> **QUOTED PASSAGE**
<<<<
The question of adequate protection for essential service healthcare workers during the COVID-19 pandemic: The Labour Court analyses a trade union's complaints

On 8 April 2020, the Labour Court heard an urgent application launched by the National Education, Health and Allied Workers Union ("NEHAWU") against the Minister of Health ("the Minister"), the Minister of Employment and Labour, and the Provincial MECs for Health. This application concerned whether adequate provision of personal protective equipment ("PPE") was being made available to healthcare workers on the front line in public hospitals.

14 Apr 2020 3 min read Article

NEHAWU claimed a shortage of PPE at particular hospitals across different provinces, but it made bald and unsubstantiated allegations that there was a complete lack of masks, gowns and latex gloves at various facilities, when in fact the necessary PPE was available and, where supplies were running down, orders had already been placed and replenishment was in progress. The type of equipment that NEHAWU claimed should be provided, such as N95 surgical masks for cleaners, was unnecessary as this is highly specialized PPE required by doctors and those nurses treating patients under intensive care with known symptoms of the virus. Cleaners are being provided with masks in the ordinary course, but these are not of a surgical mask standard because this was unnecessary except where such cleaners are carrying out their functions in very high risk areas. The allegations concerning a lack of PPE was dismissed by the Court. The Minister made plain that no person working in the health sector was being made to work without the requisite PPE for the circumstances. The Department of Health has issued appropriate instructions on the use of PPE. NEHAWU's was factually incorrect.

Another important finding of the Court was that NEHAWU had not established the existence of a legal duty or norm requiring the Minister to engage meaningfully with it. The Court noted that a refusal or failure to consult may be bad for "social partnership or human resources" reasons, but NEHAWU also could not prove that the Minister had failed to involve it in relevant discussions about this pandemic.

Pending meaningful engagement, NEHAWU asked for an order that its members not be disciplined for any refusal to carry out their duties due to a lack of PPE. There was no evidence that there had been any threat of discipline. The Court found that it cannot grant "a global ruling that employers cannot take disciplinary action against NEHAWU's members who refuse to treat patients because in their opinion they do not have appropriate PPE." Where the relief sought was abstract by nature it had to be dismissed on this ground alone.
>>>>
(Point-per-instance localization data)
<<<<
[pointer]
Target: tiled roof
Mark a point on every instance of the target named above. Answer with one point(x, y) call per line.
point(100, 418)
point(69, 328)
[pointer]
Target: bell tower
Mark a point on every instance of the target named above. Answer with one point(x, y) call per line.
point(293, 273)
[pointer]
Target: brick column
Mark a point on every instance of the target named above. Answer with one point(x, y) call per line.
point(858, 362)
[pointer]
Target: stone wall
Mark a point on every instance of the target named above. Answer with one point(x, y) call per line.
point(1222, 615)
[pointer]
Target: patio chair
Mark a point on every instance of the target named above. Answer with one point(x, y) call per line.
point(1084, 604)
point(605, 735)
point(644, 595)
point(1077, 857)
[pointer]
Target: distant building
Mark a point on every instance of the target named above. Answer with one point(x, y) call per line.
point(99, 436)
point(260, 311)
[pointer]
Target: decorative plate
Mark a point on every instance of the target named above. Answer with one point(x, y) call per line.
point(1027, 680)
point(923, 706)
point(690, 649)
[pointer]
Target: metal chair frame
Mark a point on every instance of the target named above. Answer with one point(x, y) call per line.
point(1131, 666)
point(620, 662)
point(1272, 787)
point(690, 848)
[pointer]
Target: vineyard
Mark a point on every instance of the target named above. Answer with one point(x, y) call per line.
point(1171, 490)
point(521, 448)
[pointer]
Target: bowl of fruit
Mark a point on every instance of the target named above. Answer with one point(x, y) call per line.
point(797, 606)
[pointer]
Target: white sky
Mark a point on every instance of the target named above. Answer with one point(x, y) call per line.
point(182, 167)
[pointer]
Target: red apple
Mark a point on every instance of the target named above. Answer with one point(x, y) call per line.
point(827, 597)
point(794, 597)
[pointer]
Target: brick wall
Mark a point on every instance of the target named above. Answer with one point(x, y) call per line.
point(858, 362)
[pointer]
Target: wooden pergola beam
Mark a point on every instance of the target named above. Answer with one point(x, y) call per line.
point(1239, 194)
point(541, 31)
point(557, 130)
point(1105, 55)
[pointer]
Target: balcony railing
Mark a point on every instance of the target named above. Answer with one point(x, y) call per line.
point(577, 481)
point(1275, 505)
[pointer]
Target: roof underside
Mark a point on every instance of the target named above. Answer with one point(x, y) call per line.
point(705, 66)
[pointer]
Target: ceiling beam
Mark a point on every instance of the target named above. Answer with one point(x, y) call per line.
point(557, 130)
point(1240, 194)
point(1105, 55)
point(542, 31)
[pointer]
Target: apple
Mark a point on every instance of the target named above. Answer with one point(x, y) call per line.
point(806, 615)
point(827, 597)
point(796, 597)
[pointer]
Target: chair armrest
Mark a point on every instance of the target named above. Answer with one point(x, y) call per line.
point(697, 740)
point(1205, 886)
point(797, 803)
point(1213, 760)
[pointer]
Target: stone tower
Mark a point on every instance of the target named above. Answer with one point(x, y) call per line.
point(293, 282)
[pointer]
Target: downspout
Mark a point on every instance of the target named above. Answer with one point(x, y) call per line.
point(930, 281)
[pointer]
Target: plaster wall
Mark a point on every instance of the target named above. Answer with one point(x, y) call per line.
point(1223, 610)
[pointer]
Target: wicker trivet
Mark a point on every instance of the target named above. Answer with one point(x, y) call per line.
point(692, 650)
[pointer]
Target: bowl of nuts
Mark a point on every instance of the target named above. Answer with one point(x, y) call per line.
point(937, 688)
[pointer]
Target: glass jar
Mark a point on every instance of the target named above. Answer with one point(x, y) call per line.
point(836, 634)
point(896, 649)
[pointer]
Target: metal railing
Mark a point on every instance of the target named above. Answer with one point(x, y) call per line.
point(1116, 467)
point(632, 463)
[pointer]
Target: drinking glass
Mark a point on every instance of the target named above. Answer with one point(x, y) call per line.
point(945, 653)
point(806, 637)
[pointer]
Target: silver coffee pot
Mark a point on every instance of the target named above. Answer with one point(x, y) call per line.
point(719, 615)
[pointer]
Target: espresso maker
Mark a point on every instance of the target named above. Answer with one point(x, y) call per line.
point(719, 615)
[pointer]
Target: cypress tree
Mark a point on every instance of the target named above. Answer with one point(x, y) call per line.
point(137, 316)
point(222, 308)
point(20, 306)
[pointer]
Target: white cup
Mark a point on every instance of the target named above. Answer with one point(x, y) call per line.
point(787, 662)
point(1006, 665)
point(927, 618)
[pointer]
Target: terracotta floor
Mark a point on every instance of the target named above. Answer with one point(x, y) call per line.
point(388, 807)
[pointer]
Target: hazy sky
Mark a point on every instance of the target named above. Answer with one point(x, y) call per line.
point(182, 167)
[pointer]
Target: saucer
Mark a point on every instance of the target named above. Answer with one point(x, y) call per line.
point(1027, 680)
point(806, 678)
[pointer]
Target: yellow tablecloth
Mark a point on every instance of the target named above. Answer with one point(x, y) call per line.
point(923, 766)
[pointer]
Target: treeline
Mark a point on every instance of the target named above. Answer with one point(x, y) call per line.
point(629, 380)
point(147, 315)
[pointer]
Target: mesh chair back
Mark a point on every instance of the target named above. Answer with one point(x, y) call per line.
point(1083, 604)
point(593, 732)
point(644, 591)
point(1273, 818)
>>>>
Extend the article on NEHAWU's PPE case in the Labour Court, picking up after its final sentence. This listing has no connection to the article on NEHAWU's PPE case.

> **ANSWER FOR THIS EXERCISE**
NEHAWU also sought an order directing the Minister of Employment and Labour to issue a directive under the Occupational Health and Safety Act ("OHS Act") prohibiting the performance of those duties that endanger the health and safety of employees because of a failure to provide PPE.  The Court found that NEHAWU had misconceived the law as it should have been made such a compliant to the OHS Inspectorate so that the issues could be investigated. If after that any failings were brought to the attention of the Minister, he would have had the power to act appropriately after affording the relevant parties the opportunity to make written representations. 

The Court noted there is authority for the legal position that an employer would not be held liable under the OHS Act if the employer demonstrates that it has taken all reasonable steps to prevent harm from being suffered by its employees at the workplace. The Court does not have jurisdiction to directly enforce any of the general duties placed on employers under the OHS Act because it is not a court of first instance.

In awarding an unusual costs award the Labour Court indicated that : "…- under circumstances of a national disaster, everyone is called upon, for the good of society as a whole, to co-operate in bringing the pandemic under control. In short, a new value system on what constitutes acceptable behaviour has been thrust upon us all. This court is, of course, not in any position whatsoever to dictate that a spirit of co-operation must imbue how parties conduct themselves or express or advance their interests. But what the court can do is adjust the standard of what constitutes frivolous and vexatious conduct in litigation".

The Court has made a bold statement in favour of collaborative efforts in the fight against the pandemic. There was a clear endorsement of the need to co-operate and address such issues through the available, appropriate mechanisms.